• DATA:
* Begin *
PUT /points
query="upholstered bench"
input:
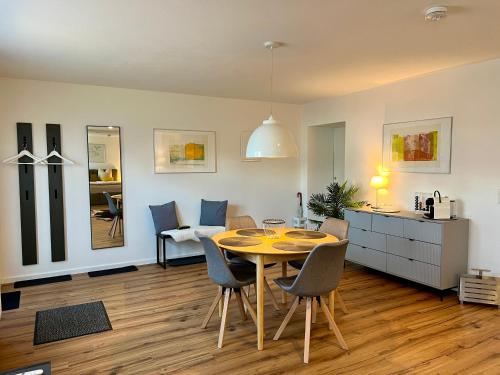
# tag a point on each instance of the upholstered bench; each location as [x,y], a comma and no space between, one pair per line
[212,221]
[181,235]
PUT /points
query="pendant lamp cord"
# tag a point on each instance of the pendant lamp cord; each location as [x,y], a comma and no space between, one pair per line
[271,80]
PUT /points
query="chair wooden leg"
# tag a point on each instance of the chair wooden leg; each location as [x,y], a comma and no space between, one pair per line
[227,297]
[212,308]
[307,336]
[241,306]
[271,294]
[249,307]
[221,302]
[287,319]
[314,308]
[340,300]
[336,330]
[112,226]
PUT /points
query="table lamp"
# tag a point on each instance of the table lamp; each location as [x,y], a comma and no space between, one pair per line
[378,182]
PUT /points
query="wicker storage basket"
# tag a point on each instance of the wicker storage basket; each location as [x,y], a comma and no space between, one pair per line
[480,289]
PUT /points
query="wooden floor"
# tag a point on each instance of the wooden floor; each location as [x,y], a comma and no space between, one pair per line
[392,328]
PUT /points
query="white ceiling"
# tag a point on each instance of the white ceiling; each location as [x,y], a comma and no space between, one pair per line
[214,47]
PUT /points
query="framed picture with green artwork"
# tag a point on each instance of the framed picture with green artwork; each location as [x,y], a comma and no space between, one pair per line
[418,146]
[184,151]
* End *
Set the listing down in full and exactly. Pictures within it should not appear in the copy.

• RESULT OF THE TASK:
PUT /points
query="upholstered bench"
input:
# tag a point on each instance of the upholstered bench; each location as [x,y], a comma and no space between, one pair per line
[212,221]
[181,235]
PUT /points
query="pendant lamp cord"
# tag a point on each instance of the pendant lamp cord; each location as [x,y], a comma and no space between, one pair per line
[271,80]
PUT /points
query="chair wooden leg"
# tag a point on each instance of the chair wooden leg; each location as [x,y], a comma and no space between, one pair per line
[227,297]
[212,308]
[307,336]
[241,306]
[271,294]
[249,307]
[221,302]
[287,319]
[314,308]
[340,300]
[336,330]
[112,226]
PUT /points
query="table lamp"
# tag a point on each instance of the table lamp; each location as [x,y], a comma and no space between, one pair per line
[378,182]
PUT /points
query="wicker storage basket"
# tag a point on each instance of the wicker storage basket; each location as [x,y], a comma and no space between, one pair per line
[480,289]
PUT /points
query="wooden floor"
# tag a point on each instance of the wooden floor; each location as [x,y], a comma and no space between, one pair per line
[392,328]
PUT /points
query="white ceiling"
# tag a point on each instance of the white ceiling; each location as [x,y], a comma and no space between, one pair per line
[214,47]
PUT /points
query="framed picture with green artwork"
# tag a point on each instance of the framed picture with green artwork; each location as [x,y], a comma and no space between, one pair per line
[418,146]
[184,151]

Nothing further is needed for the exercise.